═══ Information provided ═══

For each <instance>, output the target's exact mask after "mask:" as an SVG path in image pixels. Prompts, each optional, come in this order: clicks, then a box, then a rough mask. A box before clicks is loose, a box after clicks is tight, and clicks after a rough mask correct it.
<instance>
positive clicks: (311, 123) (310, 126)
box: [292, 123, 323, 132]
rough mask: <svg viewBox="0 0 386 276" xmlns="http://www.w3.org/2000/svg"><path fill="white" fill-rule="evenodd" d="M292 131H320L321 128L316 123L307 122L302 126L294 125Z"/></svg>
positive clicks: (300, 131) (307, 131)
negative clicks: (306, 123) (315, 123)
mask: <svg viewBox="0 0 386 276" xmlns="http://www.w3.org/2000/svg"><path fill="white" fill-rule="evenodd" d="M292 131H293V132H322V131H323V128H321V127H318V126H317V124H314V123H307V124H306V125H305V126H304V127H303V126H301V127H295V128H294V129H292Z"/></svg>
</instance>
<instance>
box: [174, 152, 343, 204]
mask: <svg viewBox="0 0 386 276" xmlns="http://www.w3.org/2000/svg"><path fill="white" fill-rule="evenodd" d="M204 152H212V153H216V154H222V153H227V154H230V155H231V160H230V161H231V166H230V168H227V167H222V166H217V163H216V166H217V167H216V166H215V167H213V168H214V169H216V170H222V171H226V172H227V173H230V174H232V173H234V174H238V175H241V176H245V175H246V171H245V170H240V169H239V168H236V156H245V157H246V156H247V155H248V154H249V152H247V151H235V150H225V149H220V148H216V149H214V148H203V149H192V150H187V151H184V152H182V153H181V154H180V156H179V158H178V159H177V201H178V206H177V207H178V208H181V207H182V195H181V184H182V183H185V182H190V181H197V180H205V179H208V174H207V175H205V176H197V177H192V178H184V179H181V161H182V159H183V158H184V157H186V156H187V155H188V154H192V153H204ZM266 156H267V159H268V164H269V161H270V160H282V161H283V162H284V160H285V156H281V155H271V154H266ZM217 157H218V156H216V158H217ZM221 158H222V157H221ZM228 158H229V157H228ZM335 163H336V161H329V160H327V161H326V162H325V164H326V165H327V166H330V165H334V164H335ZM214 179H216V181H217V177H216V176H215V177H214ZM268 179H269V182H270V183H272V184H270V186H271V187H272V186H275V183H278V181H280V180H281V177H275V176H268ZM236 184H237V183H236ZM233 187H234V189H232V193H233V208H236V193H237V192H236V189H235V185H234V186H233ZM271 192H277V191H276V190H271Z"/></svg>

═══

- Request -
Please retype all of the records above line for line, with no changes.

- Expected output -
For each <instance>, output the target's exact mask after "mask:" as an SVG path in image pixels. Prompts, each optional, come in this order: clicks, then a box, then a rough mask. A box before clicks is loose, a box after clicks is tight, and clicks after a rough mask correct it.
<instance>
positive clicks: (311, 123) (310, 126)
box: [292, 123, 323, 132]
rough mask: <svg viewBox="0 0 386 276" xmlns="http://www.w3.org/2000/svg"><path fill="white" fill-rule="evenodd" d="M292 131H320L321 128L316 123L307 122L302 126L294 125Z"/></svg>
positive clicks: (300, 131) (307, 131)
negative clicks: (306, 123) (315, 123)
mask: <svg viewBox="0 0 386 276" xmlns="http://www.w3.org/2000/svg"><path fill="white" fill-rule="evenodd" d="M292 131H293V132H322V131H323V128H321V127H318V126H317V124H314V123H307V124H306V125H305V126H304V127H303V126H301V127H295V128H294V129H292Z"/></svg>
</instance>
<instance>
box: [174, 152, 343, 204]
mask: <svg viewBox="0 0 386 276" xmlns="http://www.w3.org/2000/svg"><path fill="white" fill-rule="evenodd" d="M204 152H212V153H216V154H222V153H227V154H230V155H231V160H230V161H231V166H230V168H227V167H222V166H217V163H216V166H217V167H216V166H215V167H213V168H214V169H216V170H222V171H226V172H227V173H230V174H232V173H234V174H238V175H241V176H245V175H246V171H245V170H240V169H239V168H236V156H245V157H246V156H247V155H248V154H249V152H247V151H235V150H225V149H220V148H216V149H214V148H203V149H192V150H187V151H184V152H182V153H181V154H180V156H179V158H178V159H177V201H178V206H177V207H178V208H181V207H182V195H181V184H182V183H185V182H190V181H197V180H205V179H208V174H207V175H205V176H197V177H192V178H184V179H181V161H182V159H183V158H184V157H186V156H187V155H188V154H192V153H204ZM266 156H267V159H268V164H269V161H270V160H282V161H283V162H284V160H285V156H281V155H271V154H266ZM217 157H218V156H216V158H217ZM221 158H222V157H221ZM228 158H229V157H228ZM335 163H336V161H329V160H327V161H326V162H325V164H326V165H327V166H330V165H334V164H335ZM214 179H216V181H217V177H216V176H215V177H214ZM268 179H269V182H270V183H272V184H270V186H271V187H272V186H275V183H278V181H280V180H281V177H275V176H268ZM236 184H237V183H236ZM233 187H234V189H232V193H233V208H236V193H237V192H236V189H235V185H234V186H233ZM271 192H277V191H276V190H271Z"/></svg>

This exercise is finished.